- **TASK**: For this exercise, write out exactly the lines from the line containing "I bet you can't find the lake" through the last line of the records, and no other lines.
(MATERIAL FOR THE TASK)
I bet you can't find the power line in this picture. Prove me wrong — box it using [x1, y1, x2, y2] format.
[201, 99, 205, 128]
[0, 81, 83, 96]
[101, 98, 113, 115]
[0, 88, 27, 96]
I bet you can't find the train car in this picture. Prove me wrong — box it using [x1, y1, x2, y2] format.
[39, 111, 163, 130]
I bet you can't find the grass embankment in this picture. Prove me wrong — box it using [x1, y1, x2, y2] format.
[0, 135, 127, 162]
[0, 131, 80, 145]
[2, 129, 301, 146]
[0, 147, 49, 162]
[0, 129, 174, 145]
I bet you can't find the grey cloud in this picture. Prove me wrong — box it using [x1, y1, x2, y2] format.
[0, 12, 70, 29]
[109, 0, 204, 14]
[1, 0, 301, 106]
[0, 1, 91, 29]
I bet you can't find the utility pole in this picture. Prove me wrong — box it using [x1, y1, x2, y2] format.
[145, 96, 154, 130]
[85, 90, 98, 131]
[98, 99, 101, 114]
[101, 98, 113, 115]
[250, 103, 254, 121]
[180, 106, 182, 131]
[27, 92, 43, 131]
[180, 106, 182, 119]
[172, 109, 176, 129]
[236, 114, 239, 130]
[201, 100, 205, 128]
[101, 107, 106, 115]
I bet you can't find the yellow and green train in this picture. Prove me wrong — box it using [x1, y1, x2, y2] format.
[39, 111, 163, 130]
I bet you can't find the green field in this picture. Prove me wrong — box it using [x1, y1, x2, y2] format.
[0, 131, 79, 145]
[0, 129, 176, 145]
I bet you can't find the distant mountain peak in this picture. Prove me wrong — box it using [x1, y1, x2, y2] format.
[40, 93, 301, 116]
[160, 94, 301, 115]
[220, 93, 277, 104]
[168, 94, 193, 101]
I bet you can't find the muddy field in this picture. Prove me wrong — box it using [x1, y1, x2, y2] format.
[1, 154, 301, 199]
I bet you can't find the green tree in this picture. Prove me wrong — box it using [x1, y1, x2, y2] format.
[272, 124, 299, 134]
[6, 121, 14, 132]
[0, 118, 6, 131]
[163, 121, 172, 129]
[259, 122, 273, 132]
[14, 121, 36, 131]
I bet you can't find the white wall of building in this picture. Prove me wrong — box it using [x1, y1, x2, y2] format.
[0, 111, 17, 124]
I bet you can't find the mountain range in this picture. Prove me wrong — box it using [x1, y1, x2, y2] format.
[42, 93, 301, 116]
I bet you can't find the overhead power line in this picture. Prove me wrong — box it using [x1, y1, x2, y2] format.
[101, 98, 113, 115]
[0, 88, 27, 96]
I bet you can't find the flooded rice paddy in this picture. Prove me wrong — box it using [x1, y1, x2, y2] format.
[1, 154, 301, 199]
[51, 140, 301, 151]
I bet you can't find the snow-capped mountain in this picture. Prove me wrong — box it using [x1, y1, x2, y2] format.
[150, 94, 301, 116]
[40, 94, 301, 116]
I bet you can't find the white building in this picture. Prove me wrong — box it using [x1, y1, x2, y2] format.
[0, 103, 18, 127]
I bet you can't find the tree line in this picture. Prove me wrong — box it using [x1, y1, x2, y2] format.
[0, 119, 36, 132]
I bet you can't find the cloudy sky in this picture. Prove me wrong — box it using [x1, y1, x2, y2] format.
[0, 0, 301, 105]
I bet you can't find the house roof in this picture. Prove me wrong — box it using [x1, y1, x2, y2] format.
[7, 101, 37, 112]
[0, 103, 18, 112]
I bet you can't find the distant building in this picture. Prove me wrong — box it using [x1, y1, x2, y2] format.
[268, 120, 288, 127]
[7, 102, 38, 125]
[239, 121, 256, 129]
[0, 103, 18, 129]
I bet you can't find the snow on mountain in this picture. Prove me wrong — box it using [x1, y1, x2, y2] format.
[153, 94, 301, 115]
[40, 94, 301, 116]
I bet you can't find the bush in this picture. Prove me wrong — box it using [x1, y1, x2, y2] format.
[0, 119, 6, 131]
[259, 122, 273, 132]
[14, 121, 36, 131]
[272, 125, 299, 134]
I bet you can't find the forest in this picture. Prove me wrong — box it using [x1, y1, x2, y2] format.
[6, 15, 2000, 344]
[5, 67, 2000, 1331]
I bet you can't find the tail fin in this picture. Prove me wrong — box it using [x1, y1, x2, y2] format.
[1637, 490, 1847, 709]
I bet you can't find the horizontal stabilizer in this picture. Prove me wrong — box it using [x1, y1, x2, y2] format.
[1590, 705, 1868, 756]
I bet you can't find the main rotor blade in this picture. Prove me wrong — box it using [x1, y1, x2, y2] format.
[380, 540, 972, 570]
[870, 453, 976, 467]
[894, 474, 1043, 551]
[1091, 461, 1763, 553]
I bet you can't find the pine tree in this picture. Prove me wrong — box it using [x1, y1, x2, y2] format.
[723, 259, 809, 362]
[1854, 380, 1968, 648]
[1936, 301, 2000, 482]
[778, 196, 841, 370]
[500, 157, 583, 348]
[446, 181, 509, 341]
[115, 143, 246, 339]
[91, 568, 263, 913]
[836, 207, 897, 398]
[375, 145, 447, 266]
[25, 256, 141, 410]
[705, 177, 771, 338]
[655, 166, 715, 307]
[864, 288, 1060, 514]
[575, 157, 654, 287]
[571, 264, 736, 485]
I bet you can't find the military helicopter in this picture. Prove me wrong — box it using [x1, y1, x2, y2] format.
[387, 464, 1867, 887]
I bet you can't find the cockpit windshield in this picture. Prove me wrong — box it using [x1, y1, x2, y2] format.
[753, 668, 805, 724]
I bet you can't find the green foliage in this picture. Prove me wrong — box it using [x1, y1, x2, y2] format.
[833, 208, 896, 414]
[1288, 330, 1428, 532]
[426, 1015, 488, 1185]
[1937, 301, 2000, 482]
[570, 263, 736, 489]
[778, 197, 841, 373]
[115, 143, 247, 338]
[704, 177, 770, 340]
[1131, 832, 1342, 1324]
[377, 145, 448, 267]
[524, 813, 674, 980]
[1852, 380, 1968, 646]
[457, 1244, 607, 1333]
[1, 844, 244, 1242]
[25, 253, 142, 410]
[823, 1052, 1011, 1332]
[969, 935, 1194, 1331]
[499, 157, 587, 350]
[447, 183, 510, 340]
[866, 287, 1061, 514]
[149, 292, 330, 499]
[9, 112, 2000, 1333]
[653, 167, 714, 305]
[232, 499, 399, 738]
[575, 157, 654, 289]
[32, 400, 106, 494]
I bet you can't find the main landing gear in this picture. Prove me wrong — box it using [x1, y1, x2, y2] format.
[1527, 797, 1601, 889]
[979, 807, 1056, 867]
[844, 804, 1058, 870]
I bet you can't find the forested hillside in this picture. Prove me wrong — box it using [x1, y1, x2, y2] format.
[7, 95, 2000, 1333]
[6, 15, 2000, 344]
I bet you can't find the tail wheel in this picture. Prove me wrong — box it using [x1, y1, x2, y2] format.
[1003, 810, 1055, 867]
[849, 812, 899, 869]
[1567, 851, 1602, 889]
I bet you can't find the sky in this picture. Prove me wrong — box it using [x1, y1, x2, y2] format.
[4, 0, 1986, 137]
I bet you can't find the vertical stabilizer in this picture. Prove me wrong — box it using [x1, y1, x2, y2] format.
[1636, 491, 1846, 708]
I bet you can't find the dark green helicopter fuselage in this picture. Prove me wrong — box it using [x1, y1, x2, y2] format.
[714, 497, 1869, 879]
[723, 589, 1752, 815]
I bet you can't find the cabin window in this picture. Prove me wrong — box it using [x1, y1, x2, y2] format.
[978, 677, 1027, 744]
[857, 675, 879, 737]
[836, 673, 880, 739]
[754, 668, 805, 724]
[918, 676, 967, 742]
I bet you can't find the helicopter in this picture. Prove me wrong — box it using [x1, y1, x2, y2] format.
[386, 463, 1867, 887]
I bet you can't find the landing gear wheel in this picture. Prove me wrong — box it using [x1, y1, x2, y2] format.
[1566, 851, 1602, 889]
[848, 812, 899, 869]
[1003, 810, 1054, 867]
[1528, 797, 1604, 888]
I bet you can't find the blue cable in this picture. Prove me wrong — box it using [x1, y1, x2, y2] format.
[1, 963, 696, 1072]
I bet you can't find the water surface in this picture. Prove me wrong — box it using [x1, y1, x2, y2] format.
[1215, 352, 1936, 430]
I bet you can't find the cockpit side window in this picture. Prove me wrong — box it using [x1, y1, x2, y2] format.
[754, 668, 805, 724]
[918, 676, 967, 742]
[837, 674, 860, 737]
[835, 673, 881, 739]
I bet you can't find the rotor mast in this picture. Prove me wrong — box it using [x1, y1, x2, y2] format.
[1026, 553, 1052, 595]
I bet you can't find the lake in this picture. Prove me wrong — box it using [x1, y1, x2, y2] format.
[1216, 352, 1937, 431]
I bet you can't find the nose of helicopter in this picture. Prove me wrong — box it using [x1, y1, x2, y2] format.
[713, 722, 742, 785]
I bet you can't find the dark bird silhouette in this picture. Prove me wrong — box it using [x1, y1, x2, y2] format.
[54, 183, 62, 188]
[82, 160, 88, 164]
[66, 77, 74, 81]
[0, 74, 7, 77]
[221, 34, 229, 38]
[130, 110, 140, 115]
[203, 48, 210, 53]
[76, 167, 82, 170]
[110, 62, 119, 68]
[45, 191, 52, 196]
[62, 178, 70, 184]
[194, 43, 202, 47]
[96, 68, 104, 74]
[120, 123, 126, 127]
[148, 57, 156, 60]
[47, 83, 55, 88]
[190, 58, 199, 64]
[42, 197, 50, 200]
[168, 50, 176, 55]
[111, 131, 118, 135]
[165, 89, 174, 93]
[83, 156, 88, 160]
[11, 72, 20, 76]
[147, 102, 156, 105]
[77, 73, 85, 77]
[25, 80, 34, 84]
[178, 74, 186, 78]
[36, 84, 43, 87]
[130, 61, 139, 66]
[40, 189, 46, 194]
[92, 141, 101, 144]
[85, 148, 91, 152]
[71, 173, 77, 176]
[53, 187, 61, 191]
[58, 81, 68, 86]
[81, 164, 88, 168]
(End MATERIAL FOR THE TASK)
- **WRITTEN RESPONSE**:
I bet you can't find the lake in this picture. Prove me wrong — box it using [x1, y1, x2, y2] format.
[1216, 352, 1937, 431]
I bet you can't find the nose of helicopter in this picture. Prove me wrong — box it using [x1, y1, x2, y2] format.
[713, 722, 742, 785]
I bet you can't find the dark bird silhouette in this picture. Prove me wrong — box it using [x1, y1, x2, y2] format.
[54, 183, 62, 188]
[82, 160, 88, 164]
[66, 77, 74, 81]
[0, 74, 7, 77]
[221, 34, 229, 38]
[130, 110, 140, 115]
[203, 48, 210, 53]
[76, 167, 82, 170]
[110, 62, 119, 68]
[45, 191, 52, 196]
[62, 178, 70, 184]
[194, 43, 202, 47]
[96, 68, 104, 74]
[120, 123, 126, 127]
[148, 57, 156, 60]
[47, 83, 55, 88]
[190, 58, 199, 64]
[42, 197, 50, 200]
[168, 50, 176, 55]
[111, 131, 118, 135]
[165, 89, 174, 93]
[83, 156, 88, 160]
[11, 72, 20, 76]
[147, 102, 156, 105]
[77, 73, 85, 77]
[25, 80, 34, 84]
[178, 74, 186, 78]
[36, 84, 43, 87]
[130, 61, 139, 66]
[40, 189, 46, 194]
[92, 141, 101, 144]
[85, 148, 91, 152]
[71, 173, 77, 176]
[53, 187, 61, 191]
[58, 81, 68, 86]
[81, 164, 88, 168]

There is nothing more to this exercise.